(Provided records begins)

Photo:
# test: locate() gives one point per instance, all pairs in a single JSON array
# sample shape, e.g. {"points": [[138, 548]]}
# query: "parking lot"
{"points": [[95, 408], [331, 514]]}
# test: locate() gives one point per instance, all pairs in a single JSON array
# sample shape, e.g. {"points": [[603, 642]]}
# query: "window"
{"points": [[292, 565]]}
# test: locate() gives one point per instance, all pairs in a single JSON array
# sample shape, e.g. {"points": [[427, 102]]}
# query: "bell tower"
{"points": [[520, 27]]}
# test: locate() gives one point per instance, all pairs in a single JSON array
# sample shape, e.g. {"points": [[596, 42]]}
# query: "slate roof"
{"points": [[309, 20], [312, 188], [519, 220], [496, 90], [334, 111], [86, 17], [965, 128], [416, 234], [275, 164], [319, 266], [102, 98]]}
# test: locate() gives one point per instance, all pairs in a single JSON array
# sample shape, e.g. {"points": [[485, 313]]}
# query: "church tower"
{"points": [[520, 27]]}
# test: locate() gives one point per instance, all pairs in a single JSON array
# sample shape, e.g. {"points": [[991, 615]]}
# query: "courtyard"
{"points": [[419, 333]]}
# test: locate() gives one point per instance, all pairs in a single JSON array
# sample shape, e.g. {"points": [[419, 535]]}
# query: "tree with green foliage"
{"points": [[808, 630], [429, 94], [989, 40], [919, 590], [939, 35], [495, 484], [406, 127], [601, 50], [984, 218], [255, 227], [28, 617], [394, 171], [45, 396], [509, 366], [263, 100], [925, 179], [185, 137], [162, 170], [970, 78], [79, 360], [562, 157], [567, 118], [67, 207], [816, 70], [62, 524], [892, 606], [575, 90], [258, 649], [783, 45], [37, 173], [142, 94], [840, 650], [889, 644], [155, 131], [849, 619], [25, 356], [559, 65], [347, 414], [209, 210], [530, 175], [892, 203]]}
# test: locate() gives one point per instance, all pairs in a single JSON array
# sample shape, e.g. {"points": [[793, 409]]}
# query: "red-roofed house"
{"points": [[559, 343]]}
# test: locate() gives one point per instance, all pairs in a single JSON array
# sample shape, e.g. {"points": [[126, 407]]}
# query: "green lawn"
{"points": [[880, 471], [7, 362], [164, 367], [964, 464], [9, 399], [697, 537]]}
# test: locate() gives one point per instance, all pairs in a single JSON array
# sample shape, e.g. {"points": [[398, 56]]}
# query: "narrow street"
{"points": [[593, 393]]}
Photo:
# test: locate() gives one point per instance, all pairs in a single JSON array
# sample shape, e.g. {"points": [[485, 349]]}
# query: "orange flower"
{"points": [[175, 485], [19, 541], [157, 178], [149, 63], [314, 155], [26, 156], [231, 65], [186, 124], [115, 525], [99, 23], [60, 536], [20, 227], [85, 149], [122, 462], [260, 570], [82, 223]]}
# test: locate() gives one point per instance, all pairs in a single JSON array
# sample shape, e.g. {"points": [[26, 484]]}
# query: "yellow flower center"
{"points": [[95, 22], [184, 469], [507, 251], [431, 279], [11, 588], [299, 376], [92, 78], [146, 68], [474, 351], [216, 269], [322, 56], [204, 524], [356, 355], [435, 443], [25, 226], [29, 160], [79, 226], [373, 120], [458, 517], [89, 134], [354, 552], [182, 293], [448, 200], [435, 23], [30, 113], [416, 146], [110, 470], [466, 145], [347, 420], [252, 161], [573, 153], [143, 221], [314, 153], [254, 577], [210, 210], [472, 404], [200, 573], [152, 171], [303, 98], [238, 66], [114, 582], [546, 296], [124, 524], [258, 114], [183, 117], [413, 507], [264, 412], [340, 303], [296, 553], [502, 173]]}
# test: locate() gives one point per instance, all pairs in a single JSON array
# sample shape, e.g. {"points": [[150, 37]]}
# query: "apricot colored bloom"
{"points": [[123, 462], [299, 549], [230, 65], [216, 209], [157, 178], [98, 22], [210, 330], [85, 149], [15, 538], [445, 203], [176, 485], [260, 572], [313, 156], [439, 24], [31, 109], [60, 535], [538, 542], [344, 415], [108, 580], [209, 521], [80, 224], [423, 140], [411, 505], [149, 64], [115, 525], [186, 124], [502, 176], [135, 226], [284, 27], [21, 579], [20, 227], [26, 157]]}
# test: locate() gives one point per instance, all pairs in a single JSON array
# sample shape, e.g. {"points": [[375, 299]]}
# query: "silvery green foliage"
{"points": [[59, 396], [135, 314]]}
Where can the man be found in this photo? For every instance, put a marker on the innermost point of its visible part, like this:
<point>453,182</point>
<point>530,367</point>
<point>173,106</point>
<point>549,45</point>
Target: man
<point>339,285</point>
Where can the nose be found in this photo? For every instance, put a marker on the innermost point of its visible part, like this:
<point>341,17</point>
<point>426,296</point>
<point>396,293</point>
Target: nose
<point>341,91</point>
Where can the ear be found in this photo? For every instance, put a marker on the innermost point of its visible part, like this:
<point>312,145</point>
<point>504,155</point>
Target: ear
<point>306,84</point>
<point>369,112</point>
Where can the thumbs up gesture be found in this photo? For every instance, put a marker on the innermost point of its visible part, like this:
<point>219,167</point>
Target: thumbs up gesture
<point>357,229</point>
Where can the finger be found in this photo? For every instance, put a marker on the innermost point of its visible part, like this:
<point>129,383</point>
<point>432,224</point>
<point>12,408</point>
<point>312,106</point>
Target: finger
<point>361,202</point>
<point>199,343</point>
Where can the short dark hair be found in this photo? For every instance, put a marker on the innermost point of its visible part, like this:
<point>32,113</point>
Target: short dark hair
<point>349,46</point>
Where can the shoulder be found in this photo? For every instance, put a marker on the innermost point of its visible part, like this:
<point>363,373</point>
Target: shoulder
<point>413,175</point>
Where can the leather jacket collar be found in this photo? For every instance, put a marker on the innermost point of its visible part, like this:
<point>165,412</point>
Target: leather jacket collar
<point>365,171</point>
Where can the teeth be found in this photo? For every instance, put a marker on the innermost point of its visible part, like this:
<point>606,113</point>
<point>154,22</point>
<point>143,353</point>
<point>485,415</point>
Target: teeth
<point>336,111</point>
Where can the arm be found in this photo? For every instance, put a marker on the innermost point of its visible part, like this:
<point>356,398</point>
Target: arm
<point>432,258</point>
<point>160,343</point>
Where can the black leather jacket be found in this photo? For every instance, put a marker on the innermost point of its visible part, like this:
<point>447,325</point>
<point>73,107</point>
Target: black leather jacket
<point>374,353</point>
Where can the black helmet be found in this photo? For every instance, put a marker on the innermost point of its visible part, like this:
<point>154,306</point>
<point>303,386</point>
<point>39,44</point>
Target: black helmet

(Provided records ends)

» Goal of the exercise: Each line with "Where" in it must be identified and copied from the material.

» Problem solution:
Where can the man be found in this photo? For every instance, put a marker on the innermost point of its visible part, like this:
Where can the nose be found in this photo? For every instance, put a marker on the innermost point of its visible part, like this:
Where can the ear be found in this photo? For every instance, put a marker on the innermost point of its visible part, like this:
Where can the thumbs up gesture be found in this photo? For every instance, put a marker on the innermost point of its visible part, like this:
Where can the finger be found in this photo? For every instance, put a marker on the innermost point of its visible part, like this:
Where can the short dark hair be found in this photo? For every instance, put a marker on the innermost point of its visible part, like this:
Where can the shoulder be found in this photo? For every instance, put a marker on the innermost point of its visible part, like this:
Where can the leather jacket collar be found in this photo? For every instance, put a marker on the innermost point of its visible part, like this:
Where can the teeth be found in this photo? For every instance, put a marker on the innermost point of its visible part, like this:
Where can the arm be found in this photo? For every instance, put a marker on the innermost point of its visible part, like this:
Where can the black leather jacket be found in this photo? For every instance, put a marker on the innermost point of its visible part, like this:
Where can the black helmet be found in this photo? For every instance, put a marker on the innermost point of its visible part, like this:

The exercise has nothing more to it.